Exercise 1 →
In the article on Fitch's credit rating for the Philippines, what rating did Fitch affirm for the country's short-term foreign currency IDR?
Exercise 2 →
Continue the news article on Fitch's credit rating for the Philippines from its last sentence.

Quoted text →
MANILA, Philippines – Fitch Ratings has maintained its credit ratings for the Philippines for the second consecutive year, and said that the country’s outlook remains stable for the next 6 months to one year.
Fitch Ratings has affirmed the country’s “BBB-” rating for long-term foreign currency issuer default and “BBB” for local currency issuer defaults ratings (IDRs) for now.
Ratings for senior unsecured foreign and local currency bonds are also affirmed at “BBB-” and “BBB” respectively.
The outlooks on the long-term IDRs are stable, Fitch said. The country ceiling is also affirmed at “BBB” and the short-term foreign currency IDR at “F3,” Fitch said Tuesday, March 17.
Fitch’s credit rating for the Philippines is one notch below the rating assigned by Moody’s Investors Service and Standard & Poor’s.
In a statement released Wednesday, March 18, Finance Secretary Cesar V. Purisima said the country remains underrated by Fitch. Thus, the country’s credit story is expected to further improve as the good governance agenda continues, he said.
“Looking ahead, we expect credit ratings to further improve as the country continues to register even better fundamentals on the back of expanded fiscal space and continued governance reforms,” Purisima said.
Bangko Sentral ng Pilipinas Governor Amando Tetangco, Jr said the decision of Fitch to keep the country’s investment grade recognized the sustained strength of key fundamentals, including the country’s healthy external payments position, stable banking sector, and within-target inflation.
“All of these are anchored on prudent monetary policy and effective supervision of banks and other financial institutions,” Tetangco said.
Convinced that the Philippines deserves a much higher credit rating, Trade Secretary Gregory Domingo said in February that he would seek clarification with London-based Fitch on its seeming reluctance to give the country another upgrade.
“In my own assessment, we have to be upgraded. In fact, 3 notches higher,” Domingo said then.

Listed records →
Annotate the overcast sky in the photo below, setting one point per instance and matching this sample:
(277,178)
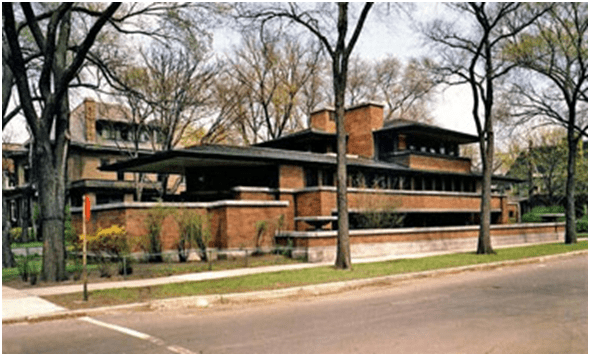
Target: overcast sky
(392,33)
(383,34)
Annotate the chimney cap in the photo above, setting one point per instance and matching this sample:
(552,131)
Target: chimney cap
(323,108)
(365,103)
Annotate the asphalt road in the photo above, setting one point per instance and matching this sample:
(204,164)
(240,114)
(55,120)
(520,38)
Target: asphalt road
(538,308)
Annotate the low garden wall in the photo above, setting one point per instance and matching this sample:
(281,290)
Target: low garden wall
(320,246)
(232,223)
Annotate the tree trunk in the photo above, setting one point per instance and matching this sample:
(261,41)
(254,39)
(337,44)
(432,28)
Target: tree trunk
(570,188)
(343,260)
(484,242)
(7,256)
(52,205)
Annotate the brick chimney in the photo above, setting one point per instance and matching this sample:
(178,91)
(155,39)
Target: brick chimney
(360,121)
(323,120)
(90,119)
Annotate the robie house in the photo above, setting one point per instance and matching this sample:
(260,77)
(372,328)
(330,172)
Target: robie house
(410,170)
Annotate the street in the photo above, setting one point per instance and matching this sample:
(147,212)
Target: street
(536,308)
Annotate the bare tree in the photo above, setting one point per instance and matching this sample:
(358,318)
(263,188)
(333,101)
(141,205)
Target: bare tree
(472,55)
(58,69)
(48,45)
(333,35)
(556,49)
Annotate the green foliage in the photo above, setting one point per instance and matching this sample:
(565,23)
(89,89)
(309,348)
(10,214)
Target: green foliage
(535,214)
(261,227)
(108,245)
(194,232)
(292,278)
(112,241)
(70,235)
(151,243)
(16,233)
(582,224)
(280,222)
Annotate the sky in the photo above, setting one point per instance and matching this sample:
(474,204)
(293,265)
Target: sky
(383,34)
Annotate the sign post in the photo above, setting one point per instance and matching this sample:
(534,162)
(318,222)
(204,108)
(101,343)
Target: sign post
(85,218)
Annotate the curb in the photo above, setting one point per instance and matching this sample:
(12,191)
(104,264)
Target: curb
(204,301)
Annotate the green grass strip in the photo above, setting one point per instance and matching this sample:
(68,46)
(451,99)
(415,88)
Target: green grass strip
(284,279)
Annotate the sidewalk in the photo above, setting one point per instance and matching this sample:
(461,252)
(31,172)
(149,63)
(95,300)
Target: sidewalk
(26,303)
(23,305)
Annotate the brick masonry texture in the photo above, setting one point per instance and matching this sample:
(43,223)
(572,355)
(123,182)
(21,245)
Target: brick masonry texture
(230,226)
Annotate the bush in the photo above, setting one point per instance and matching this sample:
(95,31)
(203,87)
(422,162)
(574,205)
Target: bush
(531,217)
(261,226)
(582,224)
(112,241)
(151,243)
(108,245)
(193,230)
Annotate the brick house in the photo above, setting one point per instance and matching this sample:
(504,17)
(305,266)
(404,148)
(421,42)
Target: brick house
(409,168)
(100,134)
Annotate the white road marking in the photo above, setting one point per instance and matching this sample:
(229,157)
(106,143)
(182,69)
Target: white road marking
(137,334)
(180,350)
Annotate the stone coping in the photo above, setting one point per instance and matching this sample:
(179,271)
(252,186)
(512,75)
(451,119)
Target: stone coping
(406,230)
(216,204)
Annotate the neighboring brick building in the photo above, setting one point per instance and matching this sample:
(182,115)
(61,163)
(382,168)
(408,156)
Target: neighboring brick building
(406,167)
(100,133)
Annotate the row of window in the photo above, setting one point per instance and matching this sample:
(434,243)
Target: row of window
(322,177)
(126,133)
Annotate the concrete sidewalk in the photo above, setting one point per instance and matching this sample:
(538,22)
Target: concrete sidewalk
(26,304)
(202,276)
(20,304)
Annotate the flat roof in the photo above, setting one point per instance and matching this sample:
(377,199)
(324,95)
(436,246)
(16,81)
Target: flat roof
(177,161)
(211,156)
(422,129)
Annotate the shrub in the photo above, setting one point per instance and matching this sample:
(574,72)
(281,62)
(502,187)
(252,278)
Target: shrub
(582,224)
(108,245)
(194,231)
(151,243)
(535,214)
(112,241)
(70,235)
(261,227)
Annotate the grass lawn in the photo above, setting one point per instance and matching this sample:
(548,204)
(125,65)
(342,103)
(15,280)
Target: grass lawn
(11,276)
(276,280)
(26,244)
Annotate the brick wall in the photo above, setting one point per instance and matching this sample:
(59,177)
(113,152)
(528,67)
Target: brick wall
(232,225)
(321,245)
(90,119)
(291,177)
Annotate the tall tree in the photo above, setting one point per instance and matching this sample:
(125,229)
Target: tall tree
(51,32)
(472,55)
(271,73)
(339,47)
(48,45)
(556,48)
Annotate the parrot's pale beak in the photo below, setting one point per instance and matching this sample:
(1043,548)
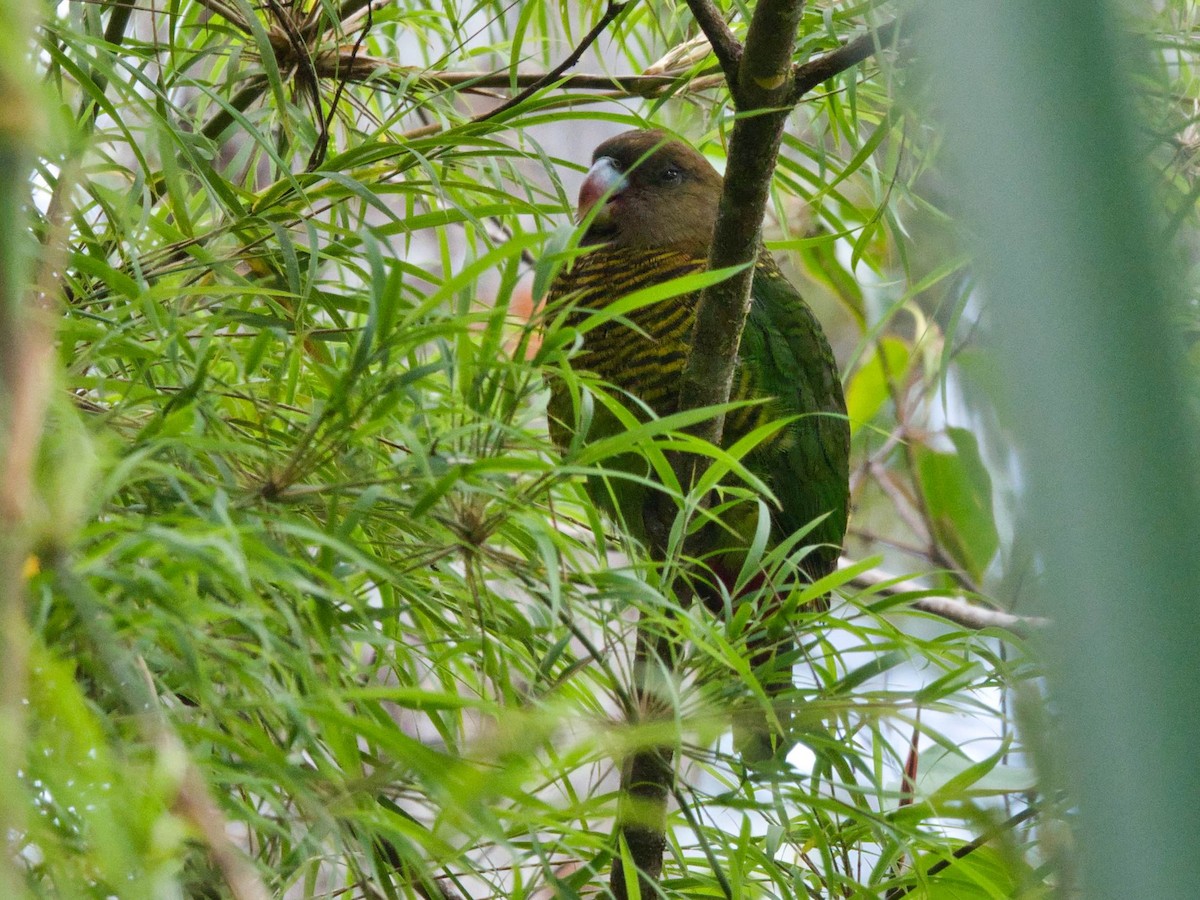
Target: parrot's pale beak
(604,181)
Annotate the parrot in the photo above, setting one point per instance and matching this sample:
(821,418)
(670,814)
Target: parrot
(649,204)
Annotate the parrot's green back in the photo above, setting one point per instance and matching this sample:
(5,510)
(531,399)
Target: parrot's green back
(784,358)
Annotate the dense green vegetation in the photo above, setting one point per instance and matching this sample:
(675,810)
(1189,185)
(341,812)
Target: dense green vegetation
(299,598)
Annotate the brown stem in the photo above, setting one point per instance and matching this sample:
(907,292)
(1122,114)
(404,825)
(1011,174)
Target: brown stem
(850,54)
(610,13)
(726,47)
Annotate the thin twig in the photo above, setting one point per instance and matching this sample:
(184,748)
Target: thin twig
(610,13)
(850,54)
(953,609)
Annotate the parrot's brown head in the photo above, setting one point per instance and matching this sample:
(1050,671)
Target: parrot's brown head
(655,192)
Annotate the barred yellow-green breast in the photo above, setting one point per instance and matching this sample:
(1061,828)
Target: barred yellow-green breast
(658,201)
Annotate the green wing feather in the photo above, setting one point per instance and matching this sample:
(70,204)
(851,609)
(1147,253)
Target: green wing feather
(784,359)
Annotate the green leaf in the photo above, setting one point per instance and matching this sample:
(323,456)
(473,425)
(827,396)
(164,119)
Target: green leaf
(957,490)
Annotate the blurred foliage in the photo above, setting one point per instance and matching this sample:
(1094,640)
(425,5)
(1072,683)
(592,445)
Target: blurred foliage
(304,547)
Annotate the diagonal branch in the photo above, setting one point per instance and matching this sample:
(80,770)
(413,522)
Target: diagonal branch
(725,46)
(610,13)
(834,63)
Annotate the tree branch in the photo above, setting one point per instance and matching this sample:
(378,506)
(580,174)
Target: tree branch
(725,46)
(763,89)
(952,609)
(850,54)
(610,13)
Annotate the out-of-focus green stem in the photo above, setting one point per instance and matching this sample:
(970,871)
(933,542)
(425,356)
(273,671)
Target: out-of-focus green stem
(1038,114)
(22,408)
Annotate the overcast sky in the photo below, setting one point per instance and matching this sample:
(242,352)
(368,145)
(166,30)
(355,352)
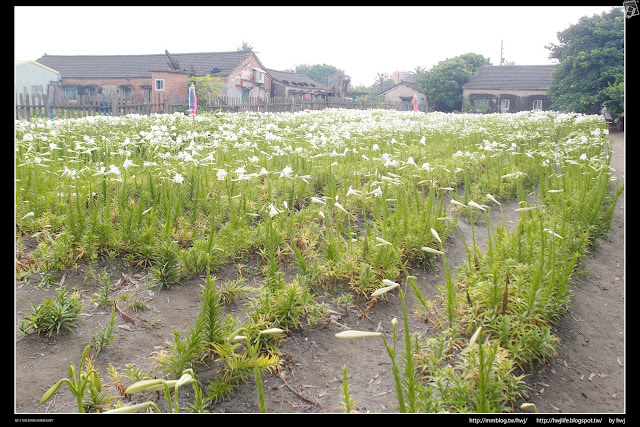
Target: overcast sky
(360,40)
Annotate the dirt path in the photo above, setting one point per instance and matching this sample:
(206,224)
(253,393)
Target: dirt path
(586,376)
(588,373)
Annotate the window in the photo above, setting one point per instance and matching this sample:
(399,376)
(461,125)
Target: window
(71,93)
(125,92)
(258,75)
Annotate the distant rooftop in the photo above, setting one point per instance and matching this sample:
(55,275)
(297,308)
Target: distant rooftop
(295,79)
(531,77)
(105,66)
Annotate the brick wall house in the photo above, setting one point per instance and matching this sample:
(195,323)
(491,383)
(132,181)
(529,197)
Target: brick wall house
(142,75)
(508,89)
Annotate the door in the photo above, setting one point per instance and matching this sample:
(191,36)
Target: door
(504,105)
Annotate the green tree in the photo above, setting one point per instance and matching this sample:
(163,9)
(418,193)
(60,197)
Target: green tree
(443,82)
(591,68)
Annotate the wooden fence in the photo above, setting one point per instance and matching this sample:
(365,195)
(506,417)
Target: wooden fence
(42,105)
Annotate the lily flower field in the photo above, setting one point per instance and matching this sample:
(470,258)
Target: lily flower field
(337,200)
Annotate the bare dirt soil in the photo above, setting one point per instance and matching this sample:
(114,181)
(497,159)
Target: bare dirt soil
(586,376)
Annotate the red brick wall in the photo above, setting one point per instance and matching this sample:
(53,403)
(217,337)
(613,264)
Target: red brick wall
(110,85)
(243,74)
(175,83)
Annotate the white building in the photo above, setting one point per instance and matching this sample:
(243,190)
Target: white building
(34,78)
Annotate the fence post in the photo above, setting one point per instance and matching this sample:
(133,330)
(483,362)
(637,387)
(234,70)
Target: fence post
(115,110)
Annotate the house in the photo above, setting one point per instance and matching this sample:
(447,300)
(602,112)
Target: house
(404,92)
(508,89)
(35,78)
(287,84)
(399,76)
(241,72)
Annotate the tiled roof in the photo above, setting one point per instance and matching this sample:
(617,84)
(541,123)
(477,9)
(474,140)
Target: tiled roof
(409,84)
(293,79)
(528,77)
(121,66)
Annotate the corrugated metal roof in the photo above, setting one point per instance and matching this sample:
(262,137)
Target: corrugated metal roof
(526,77)
(288,78)
(120,66)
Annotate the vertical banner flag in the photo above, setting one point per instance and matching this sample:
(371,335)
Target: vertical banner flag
(193,101)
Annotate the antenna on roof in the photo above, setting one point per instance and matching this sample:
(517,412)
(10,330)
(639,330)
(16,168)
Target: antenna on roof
(172,62)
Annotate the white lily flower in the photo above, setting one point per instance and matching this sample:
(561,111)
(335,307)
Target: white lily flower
(317,200)
(273,211)
(475,205)
(177,178)
(457,203)
(390,286)
(128,163)
(435,234)
(352,192)
(434,251)
(377,192)
(339,206)
(382,242)
(490,197)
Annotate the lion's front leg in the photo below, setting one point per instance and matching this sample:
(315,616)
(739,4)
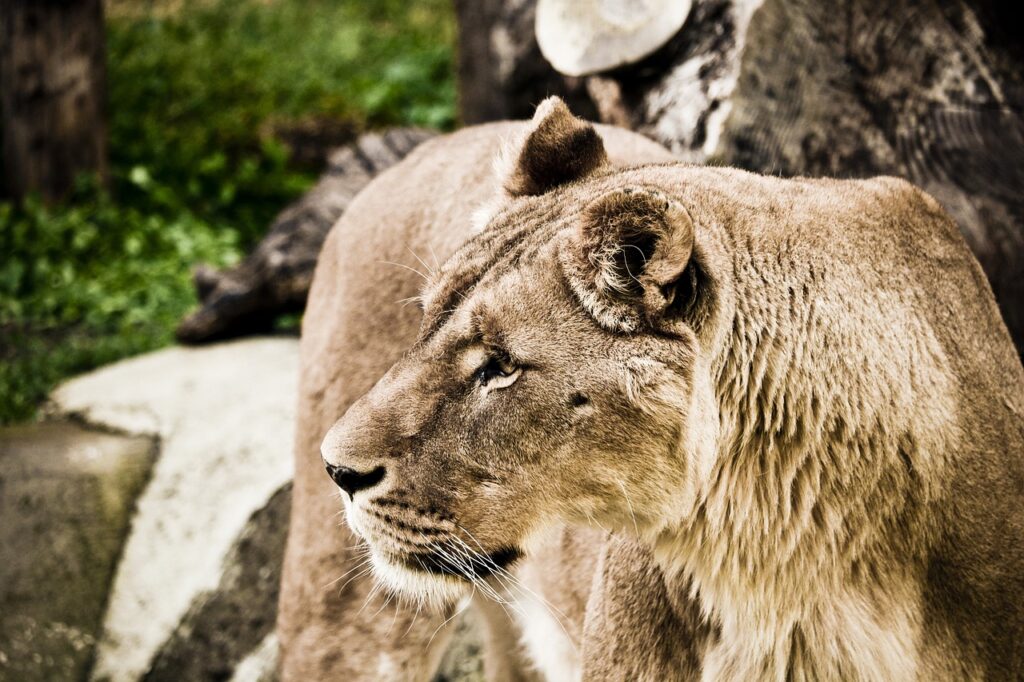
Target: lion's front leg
(635,628)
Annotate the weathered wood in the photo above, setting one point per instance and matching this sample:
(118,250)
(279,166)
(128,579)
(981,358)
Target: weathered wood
(930,90)
(52,90)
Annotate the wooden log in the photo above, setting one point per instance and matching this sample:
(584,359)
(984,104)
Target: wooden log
(52,90)
(929,90)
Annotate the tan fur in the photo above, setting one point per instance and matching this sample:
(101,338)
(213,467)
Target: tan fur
(358,322)
(790,406)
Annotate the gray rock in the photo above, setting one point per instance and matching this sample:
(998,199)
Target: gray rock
(223,626)
(224,417)
(66,501)
(194,594)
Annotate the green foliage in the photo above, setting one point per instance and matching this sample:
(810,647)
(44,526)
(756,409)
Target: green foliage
(196,177)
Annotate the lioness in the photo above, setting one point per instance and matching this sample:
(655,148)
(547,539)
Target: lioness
(791,407)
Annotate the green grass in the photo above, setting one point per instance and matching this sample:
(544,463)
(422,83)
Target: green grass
(196,177)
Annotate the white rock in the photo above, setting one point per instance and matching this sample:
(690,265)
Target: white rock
(582,37)
(224,415)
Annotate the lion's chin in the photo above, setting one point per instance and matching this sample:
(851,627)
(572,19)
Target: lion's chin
(435,591)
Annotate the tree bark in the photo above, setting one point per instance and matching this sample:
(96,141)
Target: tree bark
(52,91)
(502,74)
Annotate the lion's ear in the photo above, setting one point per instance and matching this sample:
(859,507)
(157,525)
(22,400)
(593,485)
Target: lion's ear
(558,148)
(629,261)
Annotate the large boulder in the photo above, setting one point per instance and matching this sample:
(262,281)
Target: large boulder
(274,279)
(196,588)
(66,499)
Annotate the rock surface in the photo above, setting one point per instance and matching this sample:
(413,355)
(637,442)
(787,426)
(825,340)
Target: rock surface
(224,418)
(203,459)
(66,501)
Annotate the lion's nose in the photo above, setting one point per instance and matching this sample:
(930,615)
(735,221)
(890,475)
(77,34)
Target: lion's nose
(351,480)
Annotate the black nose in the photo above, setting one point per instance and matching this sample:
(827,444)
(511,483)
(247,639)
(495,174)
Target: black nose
(351,480)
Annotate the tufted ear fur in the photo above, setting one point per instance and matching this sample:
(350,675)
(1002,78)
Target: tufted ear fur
(558,148)
(629,261)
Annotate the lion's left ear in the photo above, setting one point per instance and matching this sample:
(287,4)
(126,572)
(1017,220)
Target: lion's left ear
(629,260)
(558,148)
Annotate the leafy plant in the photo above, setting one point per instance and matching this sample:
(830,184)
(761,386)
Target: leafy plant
(196,176)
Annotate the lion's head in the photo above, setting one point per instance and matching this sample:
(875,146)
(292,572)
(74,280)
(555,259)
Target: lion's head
(557,377)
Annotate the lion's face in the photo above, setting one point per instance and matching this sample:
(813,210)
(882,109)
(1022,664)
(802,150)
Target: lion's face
(537,394)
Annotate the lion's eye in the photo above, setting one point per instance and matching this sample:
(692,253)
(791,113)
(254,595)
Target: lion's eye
(497,373)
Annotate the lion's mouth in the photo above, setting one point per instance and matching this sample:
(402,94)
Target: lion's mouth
(469,567)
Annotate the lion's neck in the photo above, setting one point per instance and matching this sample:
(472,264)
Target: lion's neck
(807,533)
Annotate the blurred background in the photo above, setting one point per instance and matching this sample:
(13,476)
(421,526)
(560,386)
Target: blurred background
(212,116)
(171,168)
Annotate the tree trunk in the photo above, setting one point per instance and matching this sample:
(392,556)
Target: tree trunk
(52,90)
(502,74)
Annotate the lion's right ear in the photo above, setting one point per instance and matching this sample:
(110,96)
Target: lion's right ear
(558,148)
(630,261)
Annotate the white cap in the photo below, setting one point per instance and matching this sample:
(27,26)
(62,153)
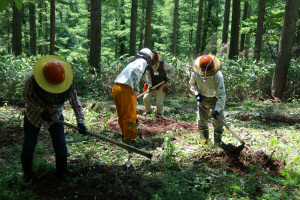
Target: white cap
(147,51)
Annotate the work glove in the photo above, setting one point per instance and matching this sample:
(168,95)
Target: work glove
(199,97)
(82,128)
(215,114)
(46,116)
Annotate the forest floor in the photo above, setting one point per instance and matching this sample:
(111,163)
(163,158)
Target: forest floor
(107,176)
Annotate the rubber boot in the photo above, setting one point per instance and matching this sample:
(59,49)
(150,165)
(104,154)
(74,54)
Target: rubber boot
(204,135)
(217,138)
(61,169)
(27,169)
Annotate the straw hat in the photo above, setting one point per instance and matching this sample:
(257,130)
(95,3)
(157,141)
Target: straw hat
(53,74)
(206,65)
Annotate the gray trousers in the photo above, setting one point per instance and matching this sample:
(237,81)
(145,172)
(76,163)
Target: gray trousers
(204,112)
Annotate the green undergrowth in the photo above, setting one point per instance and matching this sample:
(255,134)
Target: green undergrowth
(177,166)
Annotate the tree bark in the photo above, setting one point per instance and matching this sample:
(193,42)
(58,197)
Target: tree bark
(285,46)
(32,23)
(175,27)
(52,27)
(142,25)
(148,24)
(226,22)
(199,24)
(259,29)
(235,27)
(134,6)
(17,31)
(95,47)
(206,24)
(243,36)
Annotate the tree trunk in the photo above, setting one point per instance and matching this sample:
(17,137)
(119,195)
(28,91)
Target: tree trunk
(259,29)
(148,24)
(95,48)
(175,27)
(46,31)
(285,47)
(142,25)
(32,23)
(40,29)
(52,27)
(134,6)
(235,27)
(199,24)
(206,24)
(17,31)
(122,40)
(243,36)
(226,22)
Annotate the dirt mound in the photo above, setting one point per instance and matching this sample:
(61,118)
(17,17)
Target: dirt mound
(150,127)
(245,163)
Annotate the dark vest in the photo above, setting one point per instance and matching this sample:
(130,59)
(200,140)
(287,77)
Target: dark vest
(161,76)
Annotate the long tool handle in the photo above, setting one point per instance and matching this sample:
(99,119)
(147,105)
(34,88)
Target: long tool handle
(230,130)
(152,88)
(122,145)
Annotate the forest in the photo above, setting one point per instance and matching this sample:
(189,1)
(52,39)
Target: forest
(258,44)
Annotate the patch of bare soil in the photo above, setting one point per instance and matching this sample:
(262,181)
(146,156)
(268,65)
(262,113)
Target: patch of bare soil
(107,182)
(245,162)
(150,127)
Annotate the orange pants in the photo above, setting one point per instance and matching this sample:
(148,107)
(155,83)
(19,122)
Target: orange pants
(125,101)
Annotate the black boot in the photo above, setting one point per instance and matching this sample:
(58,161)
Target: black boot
(61,169)
(26,166)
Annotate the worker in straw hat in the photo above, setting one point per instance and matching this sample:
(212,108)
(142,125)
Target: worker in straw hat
(208,86)
(160,71)
(125,91)
(46,89)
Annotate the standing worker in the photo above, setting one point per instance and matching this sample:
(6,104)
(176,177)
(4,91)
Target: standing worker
(208,85)
(160,71)
(45,91)
(124,91)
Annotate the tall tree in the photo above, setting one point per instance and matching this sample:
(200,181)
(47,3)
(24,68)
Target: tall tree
(245,16)
(148,24)
(206,25)
(199,25)
(95,47)
(52,27)
(17,31)
(175,27)
(235,27)
(226,22)
(259,29)
(285,47)
(32,23)
(142,25)
(134,6)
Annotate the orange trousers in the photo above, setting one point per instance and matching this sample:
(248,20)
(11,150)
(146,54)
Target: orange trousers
(125,101)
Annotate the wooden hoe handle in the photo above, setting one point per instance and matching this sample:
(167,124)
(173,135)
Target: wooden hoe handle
(122,145)
(152,88)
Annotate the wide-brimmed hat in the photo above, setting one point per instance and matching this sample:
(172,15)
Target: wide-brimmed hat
(53,81)
(206,65)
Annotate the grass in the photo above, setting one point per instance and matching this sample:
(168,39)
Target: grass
(175,165)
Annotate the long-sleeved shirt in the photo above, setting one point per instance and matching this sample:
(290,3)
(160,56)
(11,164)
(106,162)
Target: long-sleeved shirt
(169,69)
(132,74)
(34,106)
(211,86)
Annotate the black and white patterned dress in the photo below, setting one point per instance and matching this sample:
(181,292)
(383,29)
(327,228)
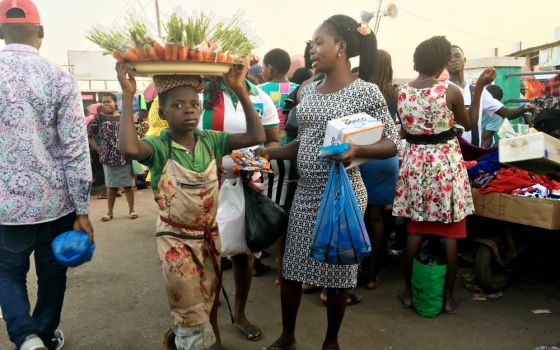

Written answer 1 →
"F3"

Written answer 2 →
Fitch Ratings was the last of the 3 ratings agency to give the country a rating of two notches to investment grade. The sovereign credit rating previously gave the country BBB- from BB+.
Moody’s Investors Service raised the Philippines’ credit rating by one notch in December – another manifestation of the country’s economic transformation. The Southeast Asian nation, once considered the region’s economic laggard, was upgraded to “Baa2” from its previous level of “Baa3,” the lowest of Moody’s investment-grade ranks.
In May 2014, S&P further upgraded the Philippines’ credit rating by a notch above the minimum investment grade.
Fitch noted the country’s strong macroeconomic performance for affirming its credit worthiness.
Remittances and growth of the business process outsourcing (BPO) industry underpin the country’s economic growth, Fitch said.
Fitch also forecasts real gross domestic product (GDP) to grow at 6.3% in 2015 and 6.2% in 2016. The Philippines’ 5-year real GDP growth was estimated to be 6.3% at the end of 2014, which is far above the BBB median of 3.0%. But full-year 2014 GDP growth for the country hit at 6.1%
Fitch also noted that sustained current account surpluses since 2003 have supported the build-up in foreign exchange reserves and turned the country into a net external creditor.
Fitch estimates the country was a net external creditor at 15.4% of GDP at end-2014, compared with the “BBB” median net external debtor position of 4.7% of GDP.
Fitch’s assessment balances declining general government debt ratios against limited progress in widening the government revenue base. Fitch also expects general government debt to reduce further to 34.4% of GDP in 2016 from an estimated 36.4% at the end of 2014.
Sustained fiscal discipline and the propensity of the government to underspend keeps the fiscal deficits low, Fitch noted. The Philippines’ revenue and grants at 15.1% of GDP at end-2014 was much lower than the “BBB” median of 28.6% of GDP.
The country also showed strong credit growth, with abundant domestic liquidity and generally buoyant economic conditions. Growth in credit to the private sector has averaged about 16% over 2010-2014.
Fitch said the weak governance standards and low per capita incomes are still prevalent in the country.
Governance standards as measured by international organizations, such as the World Bank, remain below the “BBB” median for the country. The Philippines continues to score especially low on the World Bank’s Ease of Doing Business and Political Stability metrics, at levels that are far below the “BBB” median.
The Philippines’ per capita income was also low at $2,836 in 2014 compared with the “BBB” median of $10,654.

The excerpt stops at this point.